## [Exercise]
Repeat every line of the listing below word for word, omitting the pictures.

## [The input]
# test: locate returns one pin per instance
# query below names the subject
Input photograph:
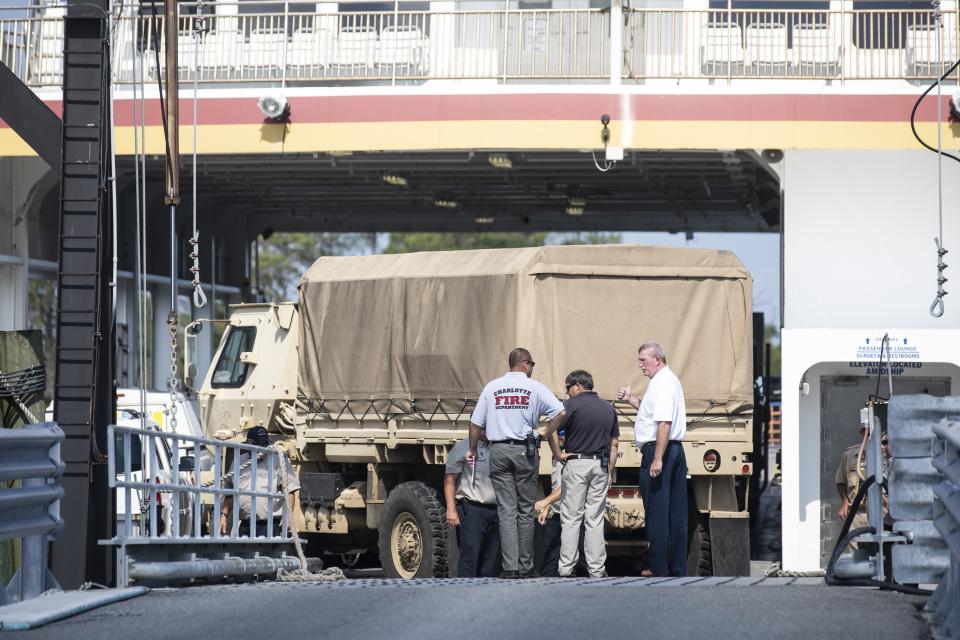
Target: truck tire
(699, 555)
(413, 533)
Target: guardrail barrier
(166, 529)
(30, 456)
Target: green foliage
(408, 242)
(286, 256)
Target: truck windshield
(230, 371)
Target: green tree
(407, 242)
(284, 257)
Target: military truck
(371, 377)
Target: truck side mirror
(189, 353)
(136, 452)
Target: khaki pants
(514, 479)
(582, 503)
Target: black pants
(665, 504)
(244, 528)
(478, 537)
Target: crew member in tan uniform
(849, 479)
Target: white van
(160, 412)
(140, 501)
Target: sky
(759, 252)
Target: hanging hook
(936, 307)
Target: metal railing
(281, 46)
(793, 44)
(945, 602)
(31, 511)
(168, 508)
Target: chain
(174, 382)
(303, 574)
(199, 298)
(936, 307)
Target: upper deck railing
(283, 46)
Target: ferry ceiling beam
(84, 397)
(31, 118)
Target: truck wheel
(699, 556)
(413, 533)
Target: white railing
(284, 46)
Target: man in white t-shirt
(508, 411)
(659, 430)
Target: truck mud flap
(730, 544)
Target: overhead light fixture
(274, 107)
(500, 160)
(397, 181)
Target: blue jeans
(478, 538)
(665, 504)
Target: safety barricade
(169, 527)
(31, 511)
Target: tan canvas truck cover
(416, 330)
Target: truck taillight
(711, 460)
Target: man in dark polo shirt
(592, 435)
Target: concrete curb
(37, 612)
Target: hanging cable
(138, 274)
(936, 307)
(143, 224)
(199, 299)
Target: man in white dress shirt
(660, 427)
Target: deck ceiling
(676, 191)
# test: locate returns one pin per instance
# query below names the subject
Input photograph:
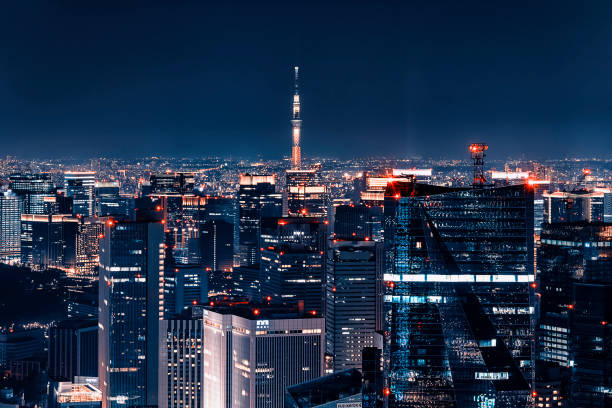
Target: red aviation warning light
(477, 151)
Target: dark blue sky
(403, 78)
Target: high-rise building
(579, 205)
(82, 393)
(181, 363)
(49, 240)
(185, 286)
(110, 202)
(11, 207)
(172, 183)
(131, 306)
(293, 261)
(307, 195)
(459, 303)
(34, 189)
(257, 199)
(296, 125)
(217, 245)
(89, 231)
(252, 355)
(73, 349)
(353, 312)
(352, 222)
(340, 389)
(80, 186)
(575, 281)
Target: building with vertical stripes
(252, 355)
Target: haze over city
(378, 78)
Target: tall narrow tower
(296, 124)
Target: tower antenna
(296, 125)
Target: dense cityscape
(305, 282)
(322, 204)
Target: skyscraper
(293, 261)
(459, 305)
(181, 363)
(131, 274)
(252, 355)
(353, 312)
(575, 282)
(11, 207)
(307, 195)
(80, 186)
(296, 125)
(73, 349)
(33, 188)
(257, 199)
(49, 240)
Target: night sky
(396, 78)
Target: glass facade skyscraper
(33, 188)
(257, 199)
(131, 306)
(459, 298)
(11, 207)
(353, 300)
(80, 186)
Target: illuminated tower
(296, 124)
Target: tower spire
(296, 124)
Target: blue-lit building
(257, 199)
(292, 266)
(131, 272)
(11, 207)
(79, 185)
(353, 295)
(110, 202)
(573, 339)
(34, 189)
(459, 303)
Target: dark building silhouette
(73, 349)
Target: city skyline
(185, 78)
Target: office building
(84, 392)
(73, 349)
(186, 285)
(459, 303)
(307, 195)
(181, 364)
(579, 205)
(33, 189)
(251, 355)
(217, 245)
(257, 199)
(172, 183)
(131, 306)
(353, 311)
(49, 241)
(575, 285)
(296, 125)
(20, 345)
(79, 185)
(341, 389)
(109, 201)
(11, 207)
(352, 222)
(293, 261)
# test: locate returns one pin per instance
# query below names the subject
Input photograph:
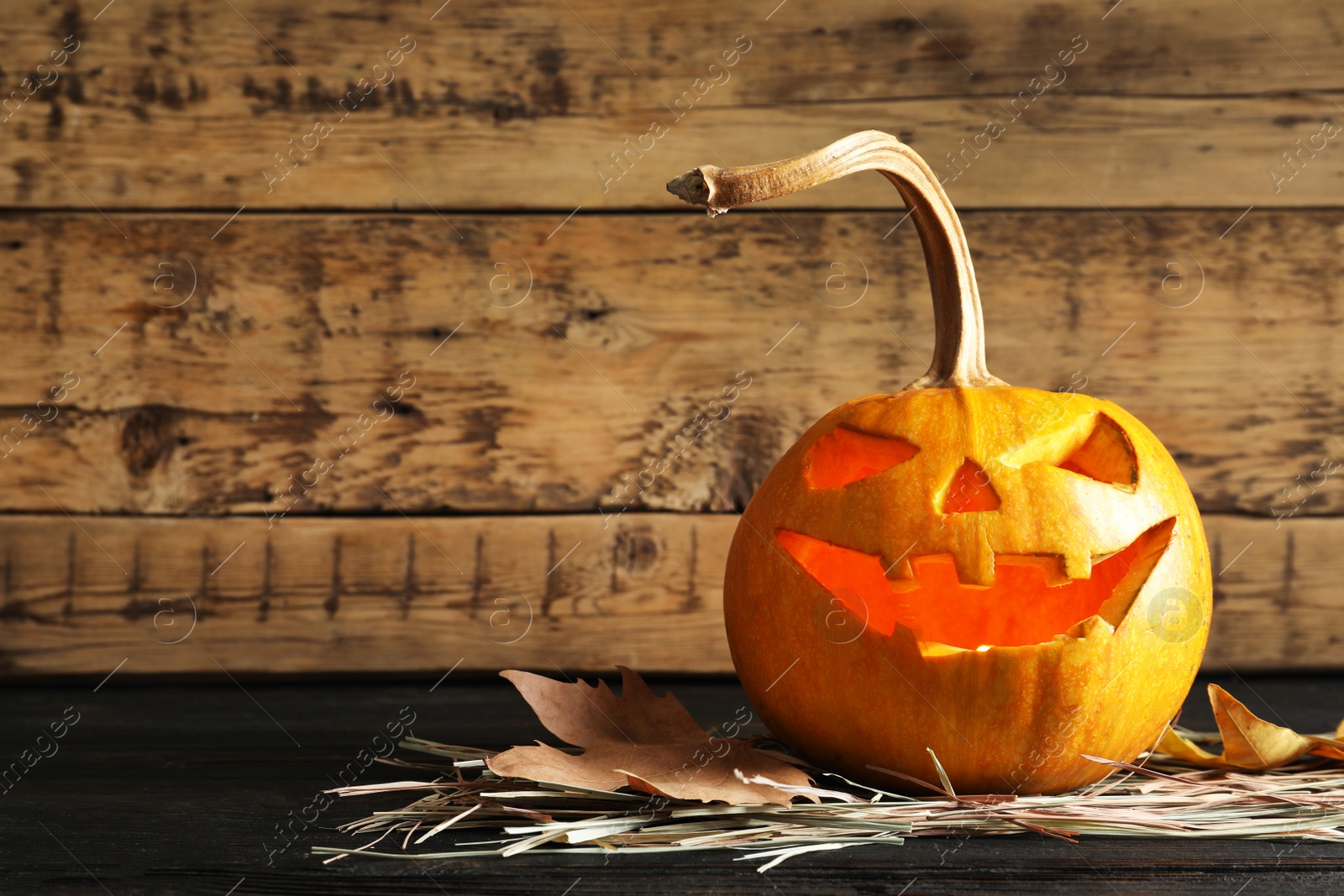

## [Problem solution]
# test: locate returns one pin per instance
# query below names the subject
Input photograph:
Target: truck tire
(699, 555)
(413, 533)
Target: guardrail barrier
(166, 529)
(30, 456)
Target: green foliage
(408, 242)
(286, 256)
Target: truck windshield
(230, 371)
Target: green tree
(407, 242)
(284, 257)
Target: military truck
(371, 377)
Target: truck side mirror
(189, 353)
(136, 452)
Target: khaki pants
(514, 479)
(582, 503)
Target: black pants
(665, 504)
(244, 528)
(478, 537)
Target: crew member in tan uniform
(849, 479)
Target: white van
(160, 412)
(140, 501)
Target: sky
(759, 252)
Target: hanging hook
(936, 307)
Target: metal railing
(281, 46)
(793, 44)
(945, 602)
(31, 511)
(168, 508)
Target: chain
(174, 382)
(303, 574)
(199, 298)
(936, 307)
Target: upper deck railing
(283, 46)
Target: ferry ceiling beam
(84, 397)
(31, 118)
Target: truck wheel
(699, 556)
(413, 533)
Target: white railing
(284, 46)
Target: man in white t-shirt
(508, 411)
(659, 430)
Target: truck mud flap
(730, 544)
Target: overhead light fixture
(274, 107)
(500, 160)
(397, 181)
Target: blue jeans
(478, 538)
(665, 504)
Target: safety barricade
(169, 527)
(31, 511)
Target: tan canvas truck cover
(416, 330)
Target: truck taillight
(711, 460)
Target: man in dark polo shirt
(592, 435)
Target: concrete curb
(37, 612)
Target: hanging cable
(138, 274)
(936, 307)
(143, 224)
(199, 299)
Target: man in white dress shirt
(660, 427)
Target: deck ceiling
(676, 191)
# test: locate returns one pin per instance
# query below names the subject
Input photograph:
Target: red aviation warning light
(477, 151)
Target: dark blue sky
(403, 78)
Target: high-rise building
(579, 205)
(82, 393)
(181, 363)
(49, 240)
(185, 286)
(110, 202)
(11, 207)
(172, 183)
(131, 306)
(293, 261)
(307, 195)
(459, 303)
(34, 189)
(257, 199)
(296, 125)
(217, 245)
(89, 231)
(252, 355)
(73, 349)
(353, 312)
(352, 222)
(340, 389)
(80, 186)
(575, 281)
Target: building with vertical stripes
(252, 355)
Target: haze over city
(378, 78)
Target: tall narrow tower
(296, 124)
Target: tower antenna
(296, 125)
Target: dense cityscape
(305, 282)
(322, 204)
Target: skyscraper
(293, 261)
(459, 305)
(181, 363)
(131, 274)
(252, 355)
(353, 312)
(575, 282)
(11, 207)
(307, 195)
(80, 186)
(296, 125)
(73, 349)
(33, 188)
(257, 199)
(49, 240)
Target: night sky
(396, 78)
Target: glass facade skyscraper
(33, 188)
(257, 199)
(131, 306)
(459, 298)
(11, 207)
(353, 300)
(80, 186)
Target: illuminated tower
(296, 124)
Target: tower spire
(296, 124)
Target: blue-lit building
(257, 199)
(292, 266)
(131, 272)
(11, 207)
(79, 185)
(353, 295)
(110, 202)
(573, 339)
(34, 189)
(459, 303)
Target: dark building silhouette
(73, 349)
Target: city skyline
(185, 78)
Target: office building
(84, 392)
(73, 349)
(186, 285)
(459, 303)
(307, 195)
(181, 364)
(579, 205)
(33, 189)
(251, 355)
(217, 245)
(257, 199)
(172, 183)
(131, 306)
(353, 311)
(49, 241)
(575, 285)
(296, 125)
(20, 345)
(79, 185)
(341, 389)
(109, 201)
(11, 207)
(352, 222)
(293, 261)
# test: locate returns one pin per instance
# query below names the subject
Input photograph:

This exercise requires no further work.